THE DATA:
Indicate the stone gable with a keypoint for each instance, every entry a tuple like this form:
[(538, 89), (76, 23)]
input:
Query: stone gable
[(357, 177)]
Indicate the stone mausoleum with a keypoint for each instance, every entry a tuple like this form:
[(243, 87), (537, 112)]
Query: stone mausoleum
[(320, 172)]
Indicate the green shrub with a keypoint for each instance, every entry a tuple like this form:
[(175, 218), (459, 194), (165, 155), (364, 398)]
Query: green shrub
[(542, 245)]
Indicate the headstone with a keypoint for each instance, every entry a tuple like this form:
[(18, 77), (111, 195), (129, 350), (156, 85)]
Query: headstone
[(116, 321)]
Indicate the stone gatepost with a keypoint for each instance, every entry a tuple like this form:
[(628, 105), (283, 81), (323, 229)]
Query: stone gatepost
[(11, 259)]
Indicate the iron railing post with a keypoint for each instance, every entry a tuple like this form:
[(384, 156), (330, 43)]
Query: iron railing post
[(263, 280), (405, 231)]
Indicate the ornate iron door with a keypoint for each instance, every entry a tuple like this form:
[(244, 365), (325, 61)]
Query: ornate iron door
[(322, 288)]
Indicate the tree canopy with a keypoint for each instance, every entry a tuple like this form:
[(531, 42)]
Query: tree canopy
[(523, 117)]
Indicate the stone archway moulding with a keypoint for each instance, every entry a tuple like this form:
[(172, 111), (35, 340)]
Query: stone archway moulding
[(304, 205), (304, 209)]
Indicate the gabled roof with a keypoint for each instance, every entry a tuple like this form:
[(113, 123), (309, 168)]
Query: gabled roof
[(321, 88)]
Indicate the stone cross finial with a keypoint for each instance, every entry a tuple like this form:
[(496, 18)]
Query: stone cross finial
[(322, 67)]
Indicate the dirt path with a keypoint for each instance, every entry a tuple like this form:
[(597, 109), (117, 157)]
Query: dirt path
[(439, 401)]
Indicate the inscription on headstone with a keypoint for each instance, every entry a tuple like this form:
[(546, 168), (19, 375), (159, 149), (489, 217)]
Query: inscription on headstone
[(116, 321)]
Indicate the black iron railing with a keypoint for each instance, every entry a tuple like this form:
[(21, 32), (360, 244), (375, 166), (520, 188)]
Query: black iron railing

WORK REQUIRED: Copy out all of the records shown above exactly.

THE ANSWER:
Indicate the stone gable with a keypoint for each instance, every entry a tuple like this form:
[(538, 89), (76, 23)]
input:
Query: stone gable
[(357, 177)]
Indicate the stone mausoleum with a keypoint for each instance, every entry a tuple like this form:
[(243, 87), (537, 112)]
Query: stone mausoleum
[(320, 172)]
Indicate the green shrub with a keypoint for each instance, every entry a tuple like this form:
[(175, 218), (459, 194), (165, 155), (364, 398)]
Query: green shrub
[(542, 245)]
Indicate the headstone with a keypoint for each instance, every entry a tuple like this form:
[(18, 77), (111, 195), (129, 350), (156, 85)]
Query: headstone
[(116, 321)]
Indicate the stone gatepost with a keypoint for each instance, every entry a tuple like this form:
[(628, 105), (283, 81), (323, 229)]
Query: stone gatepost
[(11, 259)]
Indicate the iron railing post with a keypoint for each instance, every entry a tuple like this form:
[(384, 156), (330, 43)]
Query: iron railing post
[(263, 280), (405, 231)]
Indicate the ornate iron door with a keypoint for each instance, every entry a tuple like this form:
[(244, 365), (325, 61)]
Query: ornate iron door
[(322, 288)]
Indicate the tree canopy with a keypoint for each instance, every entry a tuple like this form:
[(531, 42)]
Query: tree canopy
[(523, 117)]
Indicate the stone archway moulding with a keypoint for each instance, every entry a tuple like this form:
[(172, 111), (35, 340)]
Query: stone archway moulding
[(304, 205), (304, 209)]
Indicate the gabled roof with a keypoint for each instance, every entry a tuple like this form:
[(113, 123), (309, 168)]
Query: gabled roof
[(321, 88)]
Indicate the stone cross finial with a keypoint for each instance, every entry a tuple like this form:
[(496, 18)]
Query: stone cross finial
[(322, 67)]
Indicate the dirt path with a keypoint for each instance, every entry a tuple like this form:
[(597, 109), (117, 157)]
Query: dirt path
[(439, 401)]
Indicate the inscription on headstone with a keypoint for each instance, every entry a tuple like this form:
[(546, 168), (19, 375), (159, 149), (489, 217)]
Query: inscription on headstone
[(116, 321)]
Indicate the black iron railing with a keypoint for each instance, every entry a tuple like this form:
[(21, 32), (360, 244), (375, 166), (520, 188)]
Query: black iron railing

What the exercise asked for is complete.